### Directions:
All records below must be retyped exactly.

++++++++++++++++++++

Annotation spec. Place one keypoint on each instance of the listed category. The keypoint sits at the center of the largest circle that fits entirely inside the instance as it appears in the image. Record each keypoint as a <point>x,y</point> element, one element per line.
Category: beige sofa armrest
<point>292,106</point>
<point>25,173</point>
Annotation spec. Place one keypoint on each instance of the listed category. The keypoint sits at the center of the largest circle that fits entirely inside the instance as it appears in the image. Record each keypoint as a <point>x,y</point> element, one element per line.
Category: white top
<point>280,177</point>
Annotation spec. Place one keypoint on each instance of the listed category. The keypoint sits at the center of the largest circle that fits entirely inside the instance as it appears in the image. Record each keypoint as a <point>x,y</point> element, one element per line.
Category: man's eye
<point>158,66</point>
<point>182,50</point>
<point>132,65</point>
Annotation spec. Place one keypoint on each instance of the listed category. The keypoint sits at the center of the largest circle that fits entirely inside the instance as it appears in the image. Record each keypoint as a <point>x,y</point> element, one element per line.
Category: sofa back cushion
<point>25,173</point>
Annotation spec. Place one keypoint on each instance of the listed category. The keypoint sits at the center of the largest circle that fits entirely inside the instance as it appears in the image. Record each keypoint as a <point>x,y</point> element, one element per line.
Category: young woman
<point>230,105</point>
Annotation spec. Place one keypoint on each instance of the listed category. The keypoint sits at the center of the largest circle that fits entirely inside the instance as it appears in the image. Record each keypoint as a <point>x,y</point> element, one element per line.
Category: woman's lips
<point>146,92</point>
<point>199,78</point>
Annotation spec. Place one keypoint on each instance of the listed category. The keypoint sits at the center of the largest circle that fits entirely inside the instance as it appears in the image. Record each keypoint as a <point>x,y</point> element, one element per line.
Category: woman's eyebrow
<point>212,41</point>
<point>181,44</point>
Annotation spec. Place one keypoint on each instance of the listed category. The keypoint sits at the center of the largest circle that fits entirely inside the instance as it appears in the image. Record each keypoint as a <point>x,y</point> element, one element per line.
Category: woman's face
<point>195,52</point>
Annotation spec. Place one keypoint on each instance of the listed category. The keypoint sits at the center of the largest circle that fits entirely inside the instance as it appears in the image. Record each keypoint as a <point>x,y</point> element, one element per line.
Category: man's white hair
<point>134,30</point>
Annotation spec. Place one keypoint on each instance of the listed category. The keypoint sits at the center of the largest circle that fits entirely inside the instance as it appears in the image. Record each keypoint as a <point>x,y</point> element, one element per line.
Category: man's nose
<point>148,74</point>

++++++++++++++++++++

### Output:
Annotation spec. Place one keypoint on each instance of the listed category. The keypoint sits at the center of the largest circle that fits entirely inside the instance as it appears in the image. Record each keypoint as a <point>x,y</point> element, one element per line.
Category: beige sofa armrest
<point>292,106</point>
<point>25,173</point>
Annotation spec. Place one keypoint on each instance of the listed category. The keypoint sits at the center of the largest circle that fits entirely inside the instance as it appears in the image. Record each keypoint as a <point>x,y</point> element, one element per line.
Category: white top
<point>280,177</point>
Annotation spec. Place one keypoint on each instance of the listed category. The keypoint sits at the center of the largest circle that fits entirely inside the instance as it appears in the image. Record each keypoint as a <point>x,y</point> element, one element per line.
Category: man's eye
<point>158,66</point>
<point>182,50</point>
<point>132,65</point>
Annotation spec. Place one keypoint on each instance of the listed category. The keypoint sits at the center of the largest circle that fits entirely inside the instance as it appears in the image. Record each keypoint as a <point>x,y</point> element, one element per line.
Category: sofa back cushion
<point>25,173</point>
Annotation spec. Place one keypoint on each instance of the listed category. The keypoint sits at the center of the largest circle that fits entirely inside the instance as it appears in the image. Record each keypoint as a <point>x,y</point> element, one element per line.
Category: young woman
<point>230,105</point>
Annotation spec. Place one keypoint on each instance of the listed category. The keypoint sits at the center of the largest circle that fits entirely inside the instance as it appears in the image. Record each keypoint as a <point>x,y</point> element, one element per line.
Category: woman's lips
<point>146,92</point>
<point>199,78</point>
Annotation spec. Place one keypoint on each instance of the listed category. The keypoint sits at the center of the largest circle that fits entirely inside the instance as it appears in the image. Record each keypoint as a <point>x,y</point> element, one element per line.
Category: woman's eyebrow
<point>212,41</point>
<point>181,44</point>
Annotation spec. Place one keypoint on each instance of the listed category. The keypoint sits at the center of the largest circle that fits entirely inside the instance as it appears in the image. Record each keypoint as a <point>x,y</point> element, one element per line.
Category: woman's face
<point>195,52</point>
Annotation spec. Place one keypoint on each instance of the listed category. The keypoint sits at the center of the largest circle that fits entirely inside the instance as it appears in the image. Record each keypoint as a <point>x,y</point> element, one element per line.
Category: man's white hair
<point>134,30</point>
Annotation spec. Place one keypoint on each instance of the listed category. The keypoint sits at the center of the largest circle that fits entirely inside the instance as it appears in the image. Record each keypoint as a <point>x,y</point> element, one element per line.
Category: man's nose
<point>148,74</point>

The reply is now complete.